» **TASK**: Can you copy all of the lines below word for word, leaving out the picture?
==*==
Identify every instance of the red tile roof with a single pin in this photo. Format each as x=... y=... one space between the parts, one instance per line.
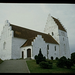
x=29 y=34
x=59 y=24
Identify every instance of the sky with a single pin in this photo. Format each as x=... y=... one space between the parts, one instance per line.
x=34 y=16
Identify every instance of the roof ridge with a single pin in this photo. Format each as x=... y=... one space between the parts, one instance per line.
x=27 y=28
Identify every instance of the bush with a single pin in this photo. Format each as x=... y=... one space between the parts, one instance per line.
x=51 y=57
x=62 y=62
x=49 y=61
x=45 y=65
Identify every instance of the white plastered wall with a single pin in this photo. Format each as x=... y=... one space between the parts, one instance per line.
x=64 y=44
x=16 y=44
x=37 y=44
x=6 y=37
x=24 y=49
x=52 y=52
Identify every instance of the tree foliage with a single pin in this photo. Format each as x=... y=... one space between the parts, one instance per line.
x=73 y=57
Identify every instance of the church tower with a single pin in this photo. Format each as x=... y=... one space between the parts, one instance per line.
x=54 y=28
==*==
» **THE OUTPUT**:
Identify every instance of the red tile roof with a single pin in this photo. Format each as x=... y=... one space between the parts, one instance per line.
x=29 y=34
x=59 y=24
Identify every instance of the sky with a single pin in this photo. Format each as x=... y=... one space between the parts, one instance per line.
x=34 y=16
Identify every instance of the roof ridge with a single pin in this photo. Format each as x=... y=... one space between the parts, one instance per line.
x=27 y=28
Identify every instance of the bush with a single pin in this photo. Format each as x=... y=... one space between the parts, one instance per line.
x=51 y=57
x=62 y=62
x=49 y=61
x=45 y=65
Identify every instance of the white plastered wall with a single pin in this photo. Format each as x=... y=... one space between the parts, one instance per line.
x=64 y=44
x=16 y=44
x=37 y=44
x=6 y=37
x=24 y=49
x=52 y=52
Identify every instance of the tree foliage with a single pin in this photo. Format each as x=... y=... one space between the parts, one instance per line.
x=73 y=57
Identify every instance of the church tower with a single pin in this photo. Format each as x=... y=... one space between the parts, one instance per line.
x=54 y=28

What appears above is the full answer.